Goals -
a) According to the passage on politics and power, what is the definition of power?
b) Duplicate the section of the passage on politics and power that starts with "The history of" and goes on through "and is renewed.".

Passage shown -
┄┄┄┄┄┄┄┄┄┄┄┄┄┄┄┄┄┄┄┄
However, it is in the public realm or politics that we consider our alternatives and choose.  Politics is founded on our evolved (or God-given, if you wish) ability to fashion images (imagination) or symbols (language, art, science) to communicate and so collaborate with one another. The ability to act in concert is the definition of power. Politics is both the expression, exercise, and extension of power. Therefore, another name for the principle of a democratic Republic is “power.”

This principle can be discovered in actual occurrences of history in which people discarded oppression and seized power.  The stories of rebellions and revolutions bring that principle of human nature and existence to light.

The history of slavery in America is filled with rebellions and flights to freedom. The stories of Soujourner Truth, Paul Robeson, Jane Addams, Walter Reuther, Martin Luther King, Toussant Louverture, Ghandi, Mandela in our time and all the rebels to oppression by Church, State, Culture, Corporation, and Convention in the past are instances not only of personal liberation, but of communal freedom. i.e. assemblies of persons constituting free associations or publics. It is in these stories that the principle of power, liberty, and citizenship emerges and is renewed.
┄┄┄┄┄┄┄┄┄┄┄┄┄┄┄┄┄┄┄┄
[Part of a data file]

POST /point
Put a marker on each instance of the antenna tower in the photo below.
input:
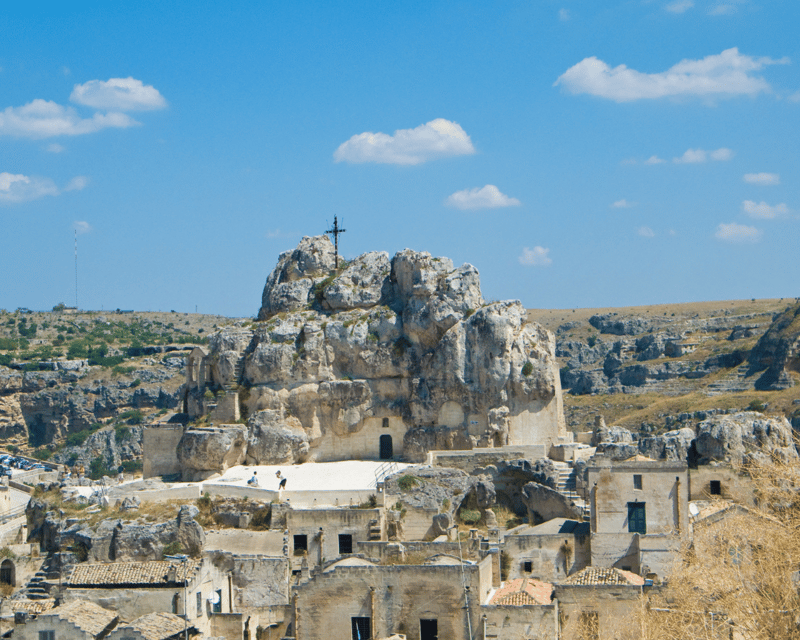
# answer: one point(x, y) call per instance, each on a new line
point(76, 269)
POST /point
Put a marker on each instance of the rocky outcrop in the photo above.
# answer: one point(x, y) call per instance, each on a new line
point(733, 437)
point(544, 504)
point(405, 344)
point(778, 351)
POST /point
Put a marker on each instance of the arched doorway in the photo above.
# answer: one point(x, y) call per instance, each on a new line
point(7, 573)
point(386, 451)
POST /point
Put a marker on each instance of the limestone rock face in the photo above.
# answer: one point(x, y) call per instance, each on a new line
point(289, 285)
point(673, 445)
point(732, 437)
point(212, 450)
point(400, 350)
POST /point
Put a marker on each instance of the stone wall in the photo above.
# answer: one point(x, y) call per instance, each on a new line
point(159, 447)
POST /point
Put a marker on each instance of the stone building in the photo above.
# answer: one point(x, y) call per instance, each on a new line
point(639, 512)
point(77, 620)
point(356, 598)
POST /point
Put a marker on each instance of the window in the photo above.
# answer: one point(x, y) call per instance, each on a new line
point(589, 622)
point(429, 629)
point(362, 628)
point(345, 543)
point(637, 520)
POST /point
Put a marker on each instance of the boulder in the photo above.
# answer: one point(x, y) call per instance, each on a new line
point(733, 437)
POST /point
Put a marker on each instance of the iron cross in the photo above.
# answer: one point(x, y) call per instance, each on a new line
point(335, 231)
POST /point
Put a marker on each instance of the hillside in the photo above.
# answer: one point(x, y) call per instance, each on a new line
point(640, 367)
point(74, 386)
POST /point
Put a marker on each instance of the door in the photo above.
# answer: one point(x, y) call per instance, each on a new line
point(386, 452)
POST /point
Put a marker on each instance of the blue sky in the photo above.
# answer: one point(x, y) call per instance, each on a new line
point(579, 154)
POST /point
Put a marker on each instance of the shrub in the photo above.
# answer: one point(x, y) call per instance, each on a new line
point(527, 368)
point(469, 516)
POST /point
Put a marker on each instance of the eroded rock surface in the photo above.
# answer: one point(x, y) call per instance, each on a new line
point(387, 357)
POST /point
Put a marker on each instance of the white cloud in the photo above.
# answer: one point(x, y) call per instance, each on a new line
point(536, 257)
point(45, 119)
point(726, 74)
point(763, 211)
point(77, 183)
point(20, 188)
point(722, 10)
point(762, 178)
point(81, 226)
point(438, 138)
point(722, 154)
point(693, 156)
point(118, 94)
point(679, 6)
point(734, 232)
point(15, 188)
point(488, 197)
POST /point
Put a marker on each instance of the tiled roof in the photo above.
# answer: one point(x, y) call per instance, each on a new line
point(157, 626)
point(85, 615)
point(604, 576)
point(154, 573)
point(523, 591)
point(32, 606)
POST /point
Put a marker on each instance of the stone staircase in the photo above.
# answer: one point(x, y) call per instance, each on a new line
point(375, 530)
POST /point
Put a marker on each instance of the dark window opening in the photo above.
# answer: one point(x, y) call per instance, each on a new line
point(7, 572)
point(637, 520)
point(429, 629)
point(386, 452)
point(589, 625)
point(345, 543)
point(362, 628)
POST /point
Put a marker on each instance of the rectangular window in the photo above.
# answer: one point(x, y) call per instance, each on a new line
point(428, 629)
point(637, 519)
point(345, 543)
point(589, 625)
point(362, 628)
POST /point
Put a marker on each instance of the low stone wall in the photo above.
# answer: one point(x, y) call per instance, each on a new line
point(473, 459)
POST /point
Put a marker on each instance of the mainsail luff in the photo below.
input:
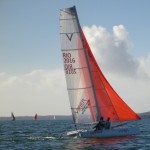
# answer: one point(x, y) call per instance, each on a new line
point(80, 89)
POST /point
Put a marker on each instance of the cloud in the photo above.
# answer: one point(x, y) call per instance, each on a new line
point(111, 50)
point(40, 91)
point(128, 75)
point(45, 92)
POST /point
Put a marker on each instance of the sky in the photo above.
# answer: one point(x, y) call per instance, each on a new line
point(32, 78)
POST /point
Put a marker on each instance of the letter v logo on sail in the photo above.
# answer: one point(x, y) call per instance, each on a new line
point(69, 36)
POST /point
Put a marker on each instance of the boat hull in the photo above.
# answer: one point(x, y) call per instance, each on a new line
point(120, 132)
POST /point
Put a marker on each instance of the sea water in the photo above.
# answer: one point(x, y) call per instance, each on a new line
point(51, 134)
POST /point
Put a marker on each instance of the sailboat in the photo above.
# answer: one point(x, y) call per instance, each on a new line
point(90, 94)
point(54, 117)
point(35, 117)
point(13, 117)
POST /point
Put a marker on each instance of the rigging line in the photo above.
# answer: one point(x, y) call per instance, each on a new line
point(77, 68)
point(72, 49)
point(79, 88)
point(67, 12)
point(82, 108)
point(69, 32)
point(67, 19)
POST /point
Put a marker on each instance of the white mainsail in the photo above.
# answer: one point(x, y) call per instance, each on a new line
point(79, 84)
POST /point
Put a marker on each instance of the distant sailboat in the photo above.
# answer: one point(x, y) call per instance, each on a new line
point(13, 117)
point(90, 94)
point(35, 117)
point(54, 118)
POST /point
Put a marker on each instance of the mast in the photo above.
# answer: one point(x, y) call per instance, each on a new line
point(80, 32)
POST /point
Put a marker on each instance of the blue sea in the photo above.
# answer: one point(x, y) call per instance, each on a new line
point(51, 135)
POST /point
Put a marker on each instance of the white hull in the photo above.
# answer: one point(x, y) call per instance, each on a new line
point(120, 132)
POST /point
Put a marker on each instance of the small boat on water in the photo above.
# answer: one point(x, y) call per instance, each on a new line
point(35, 117)
point(13, 117)
point(90, 94)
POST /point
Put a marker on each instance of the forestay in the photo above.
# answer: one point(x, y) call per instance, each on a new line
point(90, 94)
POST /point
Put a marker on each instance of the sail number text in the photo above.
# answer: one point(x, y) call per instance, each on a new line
point(68, 63)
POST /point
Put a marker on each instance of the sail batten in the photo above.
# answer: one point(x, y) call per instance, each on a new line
point(90, 94)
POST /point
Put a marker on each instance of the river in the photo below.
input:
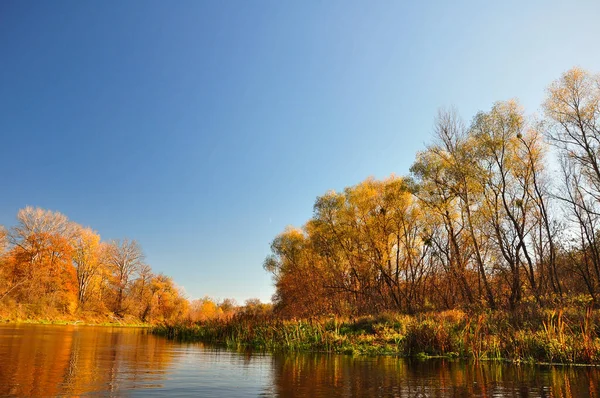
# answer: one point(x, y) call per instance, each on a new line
point(46, 360)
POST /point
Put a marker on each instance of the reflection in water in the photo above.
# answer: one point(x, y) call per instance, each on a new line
point(79, 360)
point(71, 360)
point(326, 376)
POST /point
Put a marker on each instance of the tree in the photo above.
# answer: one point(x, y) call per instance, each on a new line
point(124, 259)
point(88, 261)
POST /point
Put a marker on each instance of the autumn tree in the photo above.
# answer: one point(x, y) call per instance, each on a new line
point(572, 111)
point(124, 259)
point(88, 258)
point(40, 258)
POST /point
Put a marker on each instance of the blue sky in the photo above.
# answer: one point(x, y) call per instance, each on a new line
point(202, 129)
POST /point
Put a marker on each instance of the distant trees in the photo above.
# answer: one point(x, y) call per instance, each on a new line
point(50, 265)
point(477, 224)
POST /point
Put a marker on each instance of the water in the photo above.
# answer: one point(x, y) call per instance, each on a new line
point(81, 360)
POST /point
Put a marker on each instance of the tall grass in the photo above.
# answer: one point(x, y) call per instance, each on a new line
point(563, 336)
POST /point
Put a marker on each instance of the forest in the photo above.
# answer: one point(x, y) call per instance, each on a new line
point(53, 269)
point(495, 214)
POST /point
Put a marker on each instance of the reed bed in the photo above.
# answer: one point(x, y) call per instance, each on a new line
point(548, 336)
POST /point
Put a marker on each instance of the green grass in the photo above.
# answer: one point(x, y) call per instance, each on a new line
point(566, 336)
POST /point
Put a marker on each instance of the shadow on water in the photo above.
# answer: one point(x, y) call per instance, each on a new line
point(45, 360)
point(326, 376)
point(40, 360)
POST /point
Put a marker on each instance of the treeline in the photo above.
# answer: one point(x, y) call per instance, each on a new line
point(482, 221)
point(53, 268)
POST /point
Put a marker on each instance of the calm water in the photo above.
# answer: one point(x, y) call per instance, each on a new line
point(82, 360)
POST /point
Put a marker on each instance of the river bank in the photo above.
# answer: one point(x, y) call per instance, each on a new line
point(567, 336)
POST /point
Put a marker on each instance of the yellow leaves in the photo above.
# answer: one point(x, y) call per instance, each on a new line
point(574, 97)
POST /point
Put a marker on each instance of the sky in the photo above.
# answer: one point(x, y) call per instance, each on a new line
point(203, 128)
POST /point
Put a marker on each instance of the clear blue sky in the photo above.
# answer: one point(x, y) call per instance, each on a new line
point(202, 129)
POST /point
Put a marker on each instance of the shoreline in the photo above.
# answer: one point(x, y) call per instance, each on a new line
point(555, 338)
point(62, 322)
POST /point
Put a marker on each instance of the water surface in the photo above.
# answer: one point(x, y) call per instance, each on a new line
point(45, 360)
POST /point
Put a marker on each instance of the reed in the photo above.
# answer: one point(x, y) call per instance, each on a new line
point(552, 336)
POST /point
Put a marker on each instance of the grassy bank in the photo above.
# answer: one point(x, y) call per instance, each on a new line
point(559, 336)
point(24, 314)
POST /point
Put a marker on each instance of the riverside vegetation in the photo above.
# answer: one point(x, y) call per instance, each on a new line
point(483, 251)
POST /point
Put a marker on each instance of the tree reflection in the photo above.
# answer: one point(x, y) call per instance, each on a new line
point(72, 360)
point(318, 375)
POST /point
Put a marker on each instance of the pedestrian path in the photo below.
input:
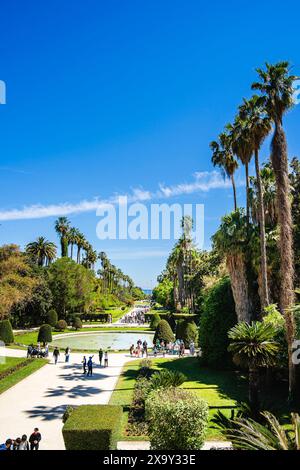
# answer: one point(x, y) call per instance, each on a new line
point(40, 399)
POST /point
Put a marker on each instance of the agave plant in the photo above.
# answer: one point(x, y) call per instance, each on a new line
point(248, 434)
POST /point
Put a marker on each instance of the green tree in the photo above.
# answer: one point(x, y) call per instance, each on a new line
point(163, 332)
point(253, 346)
point(276, 87)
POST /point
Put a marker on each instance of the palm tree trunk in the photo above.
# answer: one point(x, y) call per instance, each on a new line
point(287, 296)
point(254, 389)
point(262, 231)
point(234, 191)
point(247, 193)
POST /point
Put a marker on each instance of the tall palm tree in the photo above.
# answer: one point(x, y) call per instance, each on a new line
point(253, 345)
point(224, 159)
point(276, 87)
point(41, 251)
point(62, 227)
point(258, 127)
point(241, 146)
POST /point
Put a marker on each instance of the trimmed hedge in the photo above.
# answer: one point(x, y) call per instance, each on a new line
point(93, 427)
point(45, 334)
point(6, 332)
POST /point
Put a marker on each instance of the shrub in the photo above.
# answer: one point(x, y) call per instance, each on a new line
point(51, 317)
point(77, 323)
point(6, 332)
point(45, 334)
point(93, 427)
point(167, 378)
point(155, 319)
point(163, 332)
point(61, 325)
point(218, 316)
point(177, 419)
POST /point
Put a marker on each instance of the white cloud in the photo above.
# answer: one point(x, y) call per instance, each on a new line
point(203, 181)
┄┄┄┄┄┄┄┄┄┄┄┄┄┄┄┄┄┄┄┄
Responses by task -
a) The ability to act in concert.

b)
The history of slavery in America is filled with rebellions and flights to freedom. The stories of Soujourner Truth, Paul Robeson, Jane Addams, Walter Reuther, Martin Luther King, Toussant Louverture, Ghandi, Mandela in our time and all the rebels to oppression by Church, State, Culture, Corporation, and Convention in the past are instances not only of personal liberation, but of communal freedom. i.e. assemblies of persons constituting free associations or publics. It is in these stories that the principle of power, liberty, and citizenship emerges and is renewed.